Текст для чтения
· · · ·

Как сформулированы те богословские идеи, которые лежат в основе наших представлений о Церкви? Можно ли говорить о том, что эти идеи носят универсальный характер и, если нет, то что с этим делать? Автор эссе подвергает критическому анализу ряд установок, ставших характерными, если не определяющими для современного российского православного самосознания.
Есть три святоотеческие идеи, высказанные в определённый исторический момент по конкретным поводам. Подходящие для своего времени и места, впоследствии они были восприняты церковным сознанием расширительно и стали всеобщими идеологемами. Все они так или иначе связаны с нашей темой.
Первая идея восходит к текстам священномученика Игнатия Богоносца (самое начало II века). Звучит она так: «Епископ — это Христос». Когда св. Игнатий писал об этом, он имел в виду вопросы дисциплины в тех конкретных общинах, к которым были адресованы его послания. Но затем эта идея в бытии земной церкви разрослась таким образом, что заняла гораздо больший объём и приобрела гораздо большее значение, чем это имел в виду св. Игнатий и вся Первенствующая Церковь. Понимаемая прямо, эта идея является кощунственным идолопоклонством: Христос — это Христос, и никакой епископ, то есть никакой носитель никакого церковного служения не может претендовать на то, что он каким угодно образом, пусть даже символически, «заменяет» Христа. Иначе наша живая вера, в центре которой стоит личное непосредственное общение человека с Единственным и незаменимым Христом, превращается в общерелигиозный символизм. В этом — главная опасность данной идеологемы: подмена живой жизни во Христе теми или иными отвлечёнными «символами». Об этом искривлении церковного сознания много и убедительно писал прот. Александр Шмеман. Здесь же коренится и причина неуспеха миссии, когда проповедуется не Сам Христос и не конкретная жизнь в Нём и с Ним, а нечто иное; в данном случае — некое символическое клерикальное посредство, без которого доступ ко Христу закрыт.

· · · ·

[Собранные данные]
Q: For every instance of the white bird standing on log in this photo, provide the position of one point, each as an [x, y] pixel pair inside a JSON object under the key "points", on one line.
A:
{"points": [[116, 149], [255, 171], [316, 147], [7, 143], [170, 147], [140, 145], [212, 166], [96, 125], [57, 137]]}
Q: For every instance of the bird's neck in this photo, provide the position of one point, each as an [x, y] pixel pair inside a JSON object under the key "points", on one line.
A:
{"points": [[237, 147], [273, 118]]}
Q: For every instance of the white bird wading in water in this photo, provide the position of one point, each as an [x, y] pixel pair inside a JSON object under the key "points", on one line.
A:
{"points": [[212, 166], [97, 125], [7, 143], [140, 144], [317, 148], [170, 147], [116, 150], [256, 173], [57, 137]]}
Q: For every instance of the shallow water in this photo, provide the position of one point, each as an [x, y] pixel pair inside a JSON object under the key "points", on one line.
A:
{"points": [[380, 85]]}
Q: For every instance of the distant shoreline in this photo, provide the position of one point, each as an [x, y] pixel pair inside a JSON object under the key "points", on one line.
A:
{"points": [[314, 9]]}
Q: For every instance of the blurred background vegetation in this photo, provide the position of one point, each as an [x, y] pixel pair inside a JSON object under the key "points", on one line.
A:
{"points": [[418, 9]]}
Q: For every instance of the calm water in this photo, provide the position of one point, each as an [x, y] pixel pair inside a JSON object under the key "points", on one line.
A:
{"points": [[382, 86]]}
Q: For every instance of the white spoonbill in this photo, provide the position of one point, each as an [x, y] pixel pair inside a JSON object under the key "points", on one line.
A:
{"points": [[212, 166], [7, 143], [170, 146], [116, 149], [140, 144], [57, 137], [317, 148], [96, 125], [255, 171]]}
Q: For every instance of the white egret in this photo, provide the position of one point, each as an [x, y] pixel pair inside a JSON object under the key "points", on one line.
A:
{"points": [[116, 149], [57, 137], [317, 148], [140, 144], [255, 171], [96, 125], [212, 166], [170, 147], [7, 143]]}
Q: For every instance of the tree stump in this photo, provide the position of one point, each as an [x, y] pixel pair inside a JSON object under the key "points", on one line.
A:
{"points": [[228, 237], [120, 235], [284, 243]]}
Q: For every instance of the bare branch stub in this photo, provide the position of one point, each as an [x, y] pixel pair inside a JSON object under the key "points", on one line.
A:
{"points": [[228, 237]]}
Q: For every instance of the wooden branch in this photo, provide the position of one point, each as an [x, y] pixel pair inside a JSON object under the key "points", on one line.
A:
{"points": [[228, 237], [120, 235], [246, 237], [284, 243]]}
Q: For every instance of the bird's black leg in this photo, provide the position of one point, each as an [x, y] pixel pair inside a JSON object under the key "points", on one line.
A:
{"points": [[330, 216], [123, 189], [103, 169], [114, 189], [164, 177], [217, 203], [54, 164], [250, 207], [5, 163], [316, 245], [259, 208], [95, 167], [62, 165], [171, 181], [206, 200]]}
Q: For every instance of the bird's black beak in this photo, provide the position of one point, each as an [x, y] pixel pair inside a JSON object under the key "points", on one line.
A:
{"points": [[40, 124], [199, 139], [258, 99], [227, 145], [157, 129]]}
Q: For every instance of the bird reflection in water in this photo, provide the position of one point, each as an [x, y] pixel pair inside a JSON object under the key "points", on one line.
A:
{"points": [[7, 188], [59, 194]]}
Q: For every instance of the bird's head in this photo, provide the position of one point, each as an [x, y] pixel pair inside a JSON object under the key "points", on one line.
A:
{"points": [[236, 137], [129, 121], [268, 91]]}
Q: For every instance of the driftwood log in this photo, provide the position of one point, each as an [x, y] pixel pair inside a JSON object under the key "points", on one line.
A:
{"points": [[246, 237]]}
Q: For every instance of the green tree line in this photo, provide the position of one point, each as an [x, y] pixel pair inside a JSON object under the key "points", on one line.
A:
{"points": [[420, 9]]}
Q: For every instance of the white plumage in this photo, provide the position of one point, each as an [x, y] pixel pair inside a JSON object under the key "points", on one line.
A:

· · · ·

Задание 1
Замените «универсальный» на «всеобщий» во фрагменте текста о Церкви, который начинается словами «Как сформулированы те» и заканчивается словами «российского православного самосознания.». Приведите этот фрагмент целиком.
Задание 2
Воспроизведите без изменений строки записей начиная со строки, содержащей «Q: For every instance of the bird's head», и до конца записей включительно.

Письменный ответ 1
Как сформулированы те богословские идеи, которые лежат в основе наших представлений о Церкви? Можно ли говорить о том, что эти идеи носят всеобщий характер и, если нет, то что с этим делать? Автор эссе подвергает критическому анализу ряд установок, ставших характерными, если не определяющими для современного российского православного самосознания.

Письменный ответ 2
Q: For every instance of the bird's head in this photo, provide the position of one point, each as an [x, y] pixel pair inside a JSON object under the key "points", on one line.
A:
{"points": [[236, 137], [129, 121], [268, 91]]}
Q: For every instance of the driftwood log in this photo, provide the position of one point, each as an [x, y] pixel pair inside a JSON object under the key "points", on one line.
A:
{"points": [[246, 237]]}
Q: For every instance of the green tree line in this photo, provide the position of one point, each as an [x, y] pixel pair inside a JSON object under the key "points", on one line.
A:
{"points": [[420, 9]]}
Q: For every instance of the white plumage in this photo, provide the position of one point, each as an [x, y] pixel pair inside a JSON object under the key "points", on one line.
A:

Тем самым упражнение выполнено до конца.